Provided data ▸
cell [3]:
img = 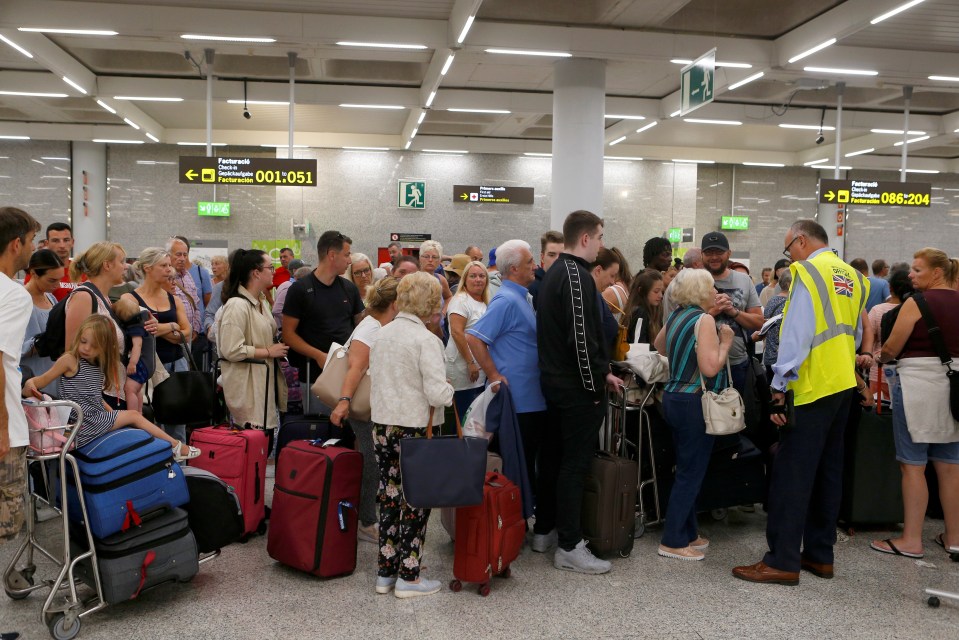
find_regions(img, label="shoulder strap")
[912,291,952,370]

--

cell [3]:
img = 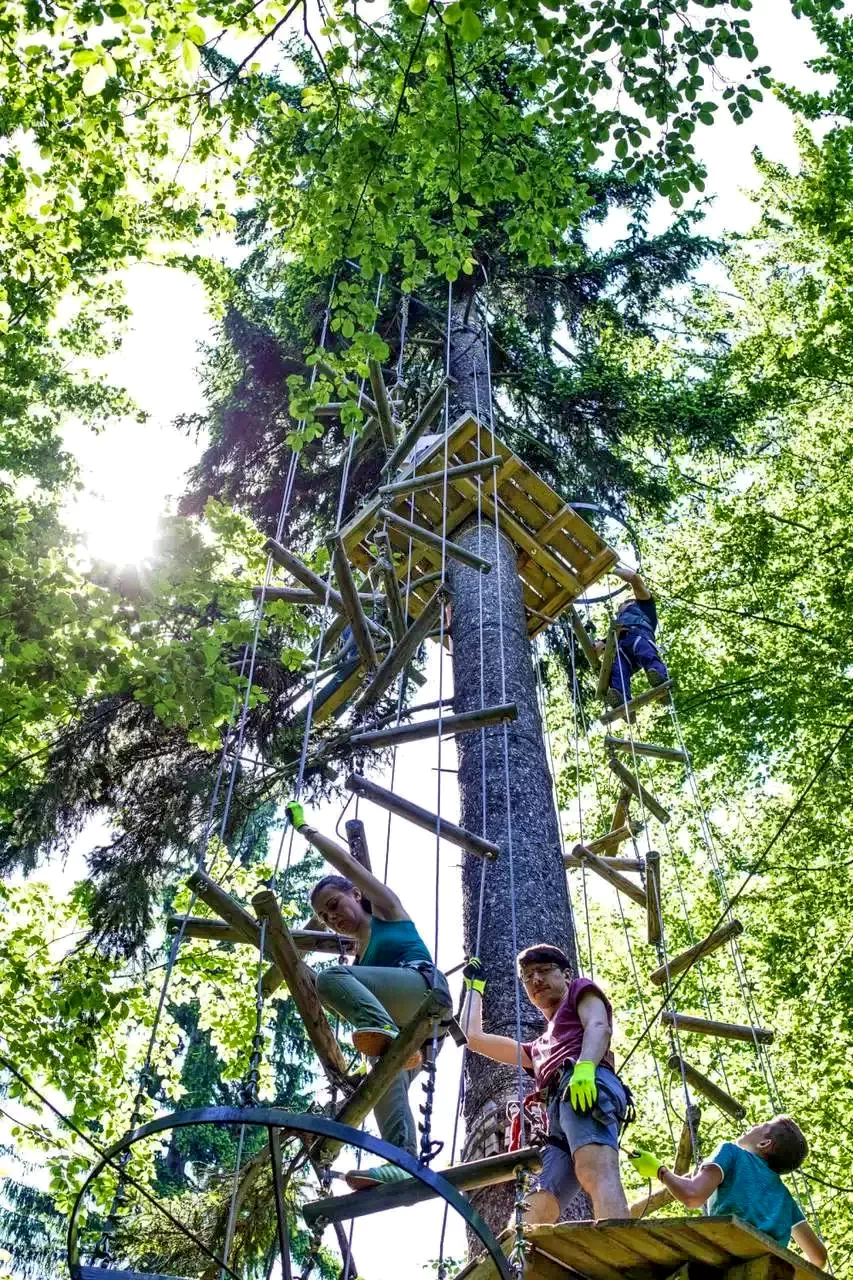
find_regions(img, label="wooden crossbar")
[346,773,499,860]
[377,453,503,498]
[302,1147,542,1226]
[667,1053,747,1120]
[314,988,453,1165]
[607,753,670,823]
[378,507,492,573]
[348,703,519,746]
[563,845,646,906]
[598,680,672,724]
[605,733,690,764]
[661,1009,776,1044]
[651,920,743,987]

--

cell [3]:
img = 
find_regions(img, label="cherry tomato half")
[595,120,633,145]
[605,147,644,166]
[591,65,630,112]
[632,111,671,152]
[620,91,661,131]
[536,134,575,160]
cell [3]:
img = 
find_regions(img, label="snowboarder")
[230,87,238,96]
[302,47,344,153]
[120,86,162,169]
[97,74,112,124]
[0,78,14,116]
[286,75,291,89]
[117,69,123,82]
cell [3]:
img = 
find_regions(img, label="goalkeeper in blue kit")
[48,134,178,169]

Exercise ▸ List each line of the data above that contains the string "label".

Solution to the problem ▸
find_regions(img, label="shoulder strap")
find_regions(img, label="wooden crossbar")
find_regions(img, label="cherry tomato half")
find_regions(img, label="snowboarder")
find_regions(img, label="goalkeeper in blue kit")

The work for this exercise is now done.